**Desafío 1**:
Responda brevemente estas preguntas sobre el extracto acerca del enojo y la lengua:
(a) ¿Qué versículo de Efesios se cita?
(b) ¿Con qué expresión describe Santiago 3 la lengua?
(c) Según el extracto, ¿qué es lo primero que solemos hacer mal cuando el enojo se intensifica?
**Desafío 2**: Prosiga el extracto sobre el enojo y la lengua a partir de su última oración.

Uno de los principales canales por los cuales el enojo se convierte en pecado es la “lengua”. En Efesios 4:29 se ordena: “Ninguna palabra corrompida salga de vuestra boca, sino la que sea buena para la necesaria edificación, a fin de dar gracia a los oyentes”. Santiago 3 también describe la lengua como “un mundo de maldad” (Stg 3:6), advirtiendo, al igual que una pequeña chispa puede incendiar un gran bosque, cuán destructivo puede ser el poder de la lengua (Stg 3:1-12). Es una verdad invariable, tanto en la antigüedad como hoy, que las palabras pronunciadas con la lengua pueden dar vida o causar muerte. El problema es que cuando el enojo se intensifica, lo primero que solemos hacer mal es hablar. No son pocos los casos, incluso en la comunidad de la iglesia, en que palabras pronunciadas irreflexivamente en un momento de ira han causado profundas heridas y derivado en conflictos irreparables.

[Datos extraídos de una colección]
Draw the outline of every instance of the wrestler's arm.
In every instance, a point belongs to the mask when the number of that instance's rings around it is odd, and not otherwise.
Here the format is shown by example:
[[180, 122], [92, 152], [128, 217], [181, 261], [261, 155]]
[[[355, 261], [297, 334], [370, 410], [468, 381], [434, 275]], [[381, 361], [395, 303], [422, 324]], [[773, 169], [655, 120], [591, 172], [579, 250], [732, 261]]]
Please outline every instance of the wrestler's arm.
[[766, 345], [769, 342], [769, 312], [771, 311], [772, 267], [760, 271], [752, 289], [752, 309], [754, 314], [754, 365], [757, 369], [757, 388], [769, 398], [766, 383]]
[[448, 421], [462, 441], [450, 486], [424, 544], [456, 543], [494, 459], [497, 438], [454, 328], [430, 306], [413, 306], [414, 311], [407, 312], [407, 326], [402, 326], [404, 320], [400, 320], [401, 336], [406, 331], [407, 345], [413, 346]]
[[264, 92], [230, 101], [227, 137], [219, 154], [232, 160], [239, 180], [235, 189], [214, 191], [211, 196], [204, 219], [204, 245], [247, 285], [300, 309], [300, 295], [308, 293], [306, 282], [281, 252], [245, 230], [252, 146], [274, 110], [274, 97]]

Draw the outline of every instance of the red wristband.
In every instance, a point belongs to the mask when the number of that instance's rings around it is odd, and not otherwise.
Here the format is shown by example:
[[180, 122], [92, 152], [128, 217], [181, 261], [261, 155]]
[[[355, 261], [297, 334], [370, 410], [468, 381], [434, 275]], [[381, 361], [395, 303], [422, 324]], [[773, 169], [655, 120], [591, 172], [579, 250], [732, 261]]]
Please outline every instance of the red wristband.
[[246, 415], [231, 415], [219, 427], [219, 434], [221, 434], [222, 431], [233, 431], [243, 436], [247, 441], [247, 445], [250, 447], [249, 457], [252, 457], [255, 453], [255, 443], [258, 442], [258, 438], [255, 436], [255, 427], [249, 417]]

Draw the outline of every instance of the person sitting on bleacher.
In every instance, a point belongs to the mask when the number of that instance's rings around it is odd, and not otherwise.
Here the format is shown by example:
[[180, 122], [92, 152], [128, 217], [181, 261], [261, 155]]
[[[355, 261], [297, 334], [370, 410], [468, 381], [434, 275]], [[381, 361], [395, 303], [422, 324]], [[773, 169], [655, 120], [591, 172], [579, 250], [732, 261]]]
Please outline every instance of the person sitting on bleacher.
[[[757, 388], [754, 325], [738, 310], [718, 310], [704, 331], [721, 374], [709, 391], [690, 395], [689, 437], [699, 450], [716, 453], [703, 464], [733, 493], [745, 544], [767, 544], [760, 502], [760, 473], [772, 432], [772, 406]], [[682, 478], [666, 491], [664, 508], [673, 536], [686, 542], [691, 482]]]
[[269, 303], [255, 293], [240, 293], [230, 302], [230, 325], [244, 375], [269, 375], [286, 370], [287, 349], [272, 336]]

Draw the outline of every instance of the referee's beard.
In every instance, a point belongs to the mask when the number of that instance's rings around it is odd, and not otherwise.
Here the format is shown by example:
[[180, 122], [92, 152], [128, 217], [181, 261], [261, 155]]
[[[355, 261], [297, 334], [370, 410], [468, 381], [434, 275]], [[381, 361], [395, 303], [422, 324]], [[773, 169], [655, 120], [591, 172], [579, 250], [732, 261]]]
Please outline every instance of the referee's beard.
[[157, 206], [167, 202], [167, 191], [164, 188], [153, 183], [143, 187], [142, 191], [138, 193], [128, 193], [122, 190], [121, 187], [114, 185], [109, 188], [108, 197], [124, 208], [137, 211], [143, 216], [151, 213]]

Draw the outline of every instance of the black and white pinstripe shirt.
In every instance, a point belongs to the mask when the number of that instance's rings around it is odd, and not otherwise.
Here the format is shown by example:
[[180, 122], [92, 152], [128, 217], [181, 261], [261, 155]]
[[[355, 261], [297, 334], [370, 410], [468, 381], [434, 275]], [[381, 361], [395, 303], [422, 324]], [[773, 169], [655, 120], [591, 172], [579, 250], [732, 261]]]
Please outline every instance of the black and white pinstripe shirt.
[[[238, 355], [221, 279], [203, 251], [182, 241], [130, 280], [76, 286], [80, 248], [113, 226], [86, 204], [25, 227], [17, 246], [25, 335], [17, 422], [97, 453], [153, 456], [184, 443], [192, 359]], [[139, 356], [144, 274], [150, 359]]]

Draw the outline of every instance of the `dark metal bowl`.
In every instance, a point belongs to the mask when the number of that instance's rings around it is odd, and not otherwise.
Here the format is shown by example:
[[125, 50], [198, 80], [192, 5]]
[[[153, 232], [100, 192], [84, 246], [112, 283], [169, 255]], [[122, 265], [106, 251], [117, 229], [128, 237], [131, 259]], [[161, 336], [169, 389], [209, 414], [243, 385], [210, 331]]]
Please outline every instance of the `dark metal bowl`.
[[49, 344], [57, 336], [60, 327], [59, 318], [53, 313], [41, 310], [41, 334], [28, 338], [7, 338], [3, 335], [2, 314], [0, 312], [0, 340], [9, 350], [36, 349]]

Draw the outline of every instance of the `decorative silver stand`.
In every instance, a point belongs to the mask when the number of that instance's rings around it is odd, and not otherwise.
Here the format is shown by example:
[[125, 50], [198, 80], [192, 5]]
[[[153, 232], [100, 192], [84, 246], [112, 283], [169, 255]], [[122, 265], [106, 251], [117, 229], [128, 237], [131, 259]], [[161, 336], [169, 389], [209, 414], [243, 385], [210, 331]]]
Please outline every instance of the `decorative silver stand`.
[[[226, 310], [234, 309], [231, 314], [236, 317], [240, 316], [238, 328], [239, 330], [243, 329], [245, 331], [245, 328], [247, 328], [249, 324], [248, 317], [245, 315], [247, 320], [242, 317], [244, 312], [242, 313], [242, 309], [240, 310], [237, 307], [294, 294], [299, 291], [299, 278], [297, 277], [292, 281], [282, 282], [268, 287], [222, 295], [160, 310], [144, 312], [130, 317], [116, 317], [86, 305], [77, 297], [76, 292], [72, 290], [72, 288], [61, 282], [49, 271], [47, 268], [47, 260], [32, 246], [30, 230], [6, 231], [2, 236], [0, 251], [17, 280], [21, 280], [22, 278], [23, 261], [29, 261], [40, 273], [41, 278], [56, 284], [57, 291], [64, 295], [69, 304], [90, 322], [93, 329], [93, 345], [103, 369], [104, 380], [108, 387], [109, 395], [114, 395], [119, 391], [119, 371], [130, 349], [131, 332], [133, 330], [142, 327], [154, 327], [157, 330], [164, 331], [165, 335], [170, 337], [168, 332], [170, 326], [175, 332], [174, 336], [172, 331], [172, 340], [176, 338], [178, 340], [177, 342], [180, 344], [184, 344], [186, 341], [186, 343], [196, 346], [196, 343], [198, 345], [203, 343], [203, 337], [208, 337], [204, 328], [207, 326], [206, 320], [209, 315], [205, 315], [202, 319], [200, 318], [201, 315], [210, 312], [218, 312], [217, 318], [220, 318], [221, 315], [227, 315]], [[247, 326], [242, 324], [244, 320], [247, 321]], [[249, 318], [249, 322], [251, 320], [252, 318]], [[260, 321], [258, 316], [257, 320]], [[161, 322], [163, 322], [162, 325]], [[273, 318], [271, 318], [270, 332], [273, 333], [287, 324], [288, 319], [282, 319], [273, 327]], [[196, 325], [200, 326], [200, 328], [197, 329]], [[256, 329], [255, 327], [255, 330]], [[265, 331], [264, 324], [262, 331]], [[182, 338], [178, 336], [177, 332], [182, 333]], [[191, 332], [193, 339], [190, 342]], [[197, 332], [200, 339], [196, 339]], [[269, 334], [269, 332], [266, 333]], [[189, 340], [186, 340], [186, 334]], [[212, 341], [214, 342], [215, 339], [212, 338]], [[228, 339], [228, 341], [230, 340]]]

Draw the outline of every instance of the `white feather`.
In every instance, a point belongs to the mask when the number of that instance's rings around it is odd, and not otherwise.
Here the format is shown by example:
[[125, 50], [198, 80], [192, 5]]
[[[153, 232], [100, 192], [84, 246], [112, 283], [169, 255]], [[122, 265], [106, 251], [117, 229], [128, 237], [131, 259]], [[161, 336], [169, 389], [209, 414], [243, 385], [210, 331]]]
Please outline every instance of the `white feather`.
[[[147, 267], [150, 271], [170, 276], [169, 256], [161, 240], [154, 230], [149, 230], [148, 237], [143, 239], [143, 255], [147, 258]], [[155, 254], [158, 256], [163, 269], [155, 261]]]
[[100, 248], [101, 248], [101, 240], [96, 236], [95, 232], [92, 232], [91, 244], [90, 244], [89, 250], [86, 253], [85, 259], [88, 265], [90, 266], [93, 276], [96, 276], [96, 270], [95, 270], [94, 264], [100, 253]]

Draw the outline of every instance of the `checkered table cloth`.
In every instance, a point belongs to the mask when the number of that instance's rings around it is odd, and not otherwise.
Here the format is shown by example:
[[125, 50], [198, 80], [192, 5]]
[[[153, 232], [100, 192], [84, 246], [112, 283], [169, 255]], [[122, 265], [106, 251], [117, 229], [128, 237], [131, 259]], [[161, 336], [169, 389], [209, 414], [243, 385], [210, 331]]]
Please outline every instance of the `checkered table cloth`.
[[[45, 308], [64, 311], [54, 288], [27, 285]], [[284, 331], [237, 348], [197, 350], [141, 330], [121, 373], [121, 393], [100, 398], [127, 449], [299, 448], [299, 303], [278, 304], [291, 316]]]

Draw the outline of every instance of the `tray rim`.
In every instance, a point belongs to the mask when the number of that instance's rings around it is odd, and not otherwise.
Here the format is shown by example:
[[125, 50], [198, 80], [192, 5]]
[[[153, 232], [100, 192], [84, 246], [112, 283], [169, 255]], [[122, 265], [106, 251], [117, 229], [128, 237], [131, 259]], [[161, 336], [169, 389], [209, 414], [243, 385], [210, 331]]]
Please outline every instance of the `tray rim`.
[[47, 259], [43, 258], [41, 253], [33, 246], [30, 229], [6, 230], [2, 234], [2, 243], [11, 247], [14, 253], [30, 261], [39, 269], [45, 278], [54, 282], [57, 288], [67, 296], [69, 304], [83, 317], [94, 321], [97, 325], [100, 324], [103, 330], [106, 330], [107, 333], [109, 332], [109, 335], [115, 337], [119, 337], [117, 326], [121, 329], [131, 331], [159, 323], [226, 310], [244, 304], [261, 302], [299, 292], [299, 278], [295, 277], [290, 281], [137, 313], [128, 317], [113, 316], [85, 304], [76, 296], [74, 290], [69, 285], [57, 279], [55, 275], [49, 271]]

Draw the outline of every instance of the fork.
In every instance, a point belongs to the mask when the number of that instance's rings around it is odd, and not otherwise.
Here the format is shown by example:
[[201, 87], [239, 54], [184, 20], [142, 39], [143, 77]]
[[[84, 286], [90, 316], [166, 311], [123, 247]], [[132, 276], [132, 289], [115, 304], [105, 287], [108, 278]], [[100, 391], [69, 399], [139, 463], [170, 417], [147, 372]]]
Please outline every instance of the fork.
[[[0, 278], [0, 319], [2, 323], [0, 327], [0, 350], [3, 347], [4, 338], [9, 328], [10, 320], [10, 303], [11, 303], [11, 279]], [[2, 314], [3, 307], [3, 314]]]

**Resultado final 1**:
(a) Efesios 4:29.
(b) La describe como "un mundo de maldad" (Stg 3:6).
(c) Hablar.

**Resultado final 2**:
En este contexto, las enseñanzas de Efesios 4:26-29 son concretas y prácticas. Primero, aunque sientas enojo, ten cuidado de no caer en pecado. Segundo, no dejes pasar la puesta del sol sin resolver tu enojo. Tercero, en lugar de herir al otro con tus palabras, convierte la conversación en una oportunidad para transmitir gracia. Estos son principios correctos para que los creyentes manejen su enojo en la vida. Es esencial cortar de raíz el enojo cuando comienza a acumularse. De lo contrario, el conflicto y el odio se profundizan cada vez más, dando “lugar al diablo”. Dar lugar significa que Satanás penetra en el corazón, amplifica la ira e incita todo tipo de emociones negativas, lo que puede incluso derivar en violencia y causar un daño fatal en el ámbito espiritual.

Como método concreto para dominar el enojo, a menudo se menciona Hebreos 12:2: “Puestos los ojos en Jesús, el autor y consumador de la fe; el cual por el gozo puesto delante de Él sufrió la cruz, menospreciando el oprobio, y se sentó a la diestra del trono de Dios”. Jesús soportó el extremo dolor y la humillación de llevar la cruz. Incluso cargando el pecado de toda la humanidad y soportando sufrimientos indecibles, Él eligió el amor y la obediencia hacia la humanidad, en lugar de sucumbir al enojo y la desesperación. Como resultado, fue exaltado a la diestra del trono de Dios. Cuando fijamos nuestra mirada en Jesús, se nos abre el camino de la paciencia, el amor, el perdón y la perseverancia en lugar del enojo.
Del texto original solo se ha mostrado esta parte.